◆ Set problem A ◆
Answer these from the Lehman Brothers excerpt:
(i) What did the Treasury say it lacked the authority to do?
(ii) Which company withdrew its offer?
(iii) Where were Paulson and Bernanke testifying?

======== Excerpt ========

The Federal Reserve refused to help out Lehman Brothers because legally they couldn’t do anything but to let Lehman Brothers fall under. The Treasury said “it lacked authority to make an investment; the Federal Reserve could lend but only if Lehman had adequate collateral, which was allegedly missing. ” Given this bias, there was no Plan B once Barclays withdrew its offer. An excerpt of what Paulson and Bernanke said when they were testifying in Congress: “I never once considered that it was appropriate to put taxpayer money on the line in resolving Lehman Brothers,” Paulson said.

========

◆ Set problem B ◆
In the listing, start at the line containing "Could you please outline every instance of the woman" and go through the end of the listing. Reproduce only those lines, requests included, with each polygon coordinate in the answers multiplied by 0.3 and rounded to a whole number, halves rounded up.

======== Given records ========

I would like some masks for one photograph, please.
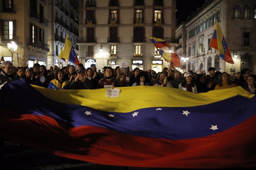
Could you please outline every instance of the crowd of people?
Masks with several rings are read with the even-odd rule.
[[[203,72],[197,74],[191,70],[183,74],[171,64],[158,73],[138,68],[131,71],[129,67],[113,69],[104,67],[102,72],[97,70],[94,64],[86,69],[80,64],[76,69],[74,66],[68,65],[61,69],[55,65],[47,70],[45,65],[38,63],[33,67],[15,67],[11,61],[6,61],[0,68],[0,88],[5,83],[22,78],[30,84],[55,90],[144,85],[178,88],[196,94],[239,86],[249,94],[255,94],[256,75],[246,68],[232,75],[216,72],[213,67],[209,69],[207,75]]]

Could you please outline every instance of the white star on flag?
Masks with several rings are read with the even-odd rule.
[[[189,113],[190,113],[190,112],[188,112],[188,110],[187,110],[187,111],[184,111],[184,110],[182,110],[183,111],[183,113],[182,113],[183,115],[186,115],[186,116],[188,116],[188,115]]]
[[[135,112],[134,113],[133,113],[133,114],[132,114],[132,117],[134,117],[136,116],[138,116],[138,113],[139,113],[139,112]]]
[[[91,113],[91,112],[89,112],[89,111],[87,110],[86,110],[86,112],[85,112],[84,113],[86,114],[87,115],[92,114],[92,113]]]
[[[163,108],[158,108],[157,109],[155,109],[157,110],[161,110],[163,109]]]
[[[212,125],[210,129],[213,129],[213,130],[214,130],[219,129],[218,127],[217,127],[217,125],[213,126]]]

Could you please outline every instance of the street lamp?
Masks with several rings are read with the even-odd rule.
[[[13,63],[13,53],[15,52],[17,50],[18,46],[14,41],[11,41],[11,42],[7,44],[7,48],[8,48],[9,51],[12,53],[12,62]]]

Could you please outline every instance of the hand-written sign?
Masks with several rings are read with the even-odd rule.
[[[112,89],[111,88],[106,88],[106,96],[108,98],[115,98],[119,97],[120,89]]]

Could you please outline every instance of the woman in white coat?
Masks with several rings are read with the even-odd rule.
[[[189,72],[184,74],[184,78],[182,80],[182,82],[179,85],[178,88],[193,93],[197,93],[196,84],[192,79],[192,75]]]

========

◆ Correct response A ◆
(i) Make an investment.
(ii) Barclays.
(iii) In Congress.

◆ Correct response B ◆
Could you please outline every instance of the woman in white coat?
Masks with several rings are read with the even-odd rule.
[[[57,22],[55,22],[55,23],[55,24],[55,25],[54,26],[53,26],[58,28],[59,28],[59,25],[58,24],[58,23]]]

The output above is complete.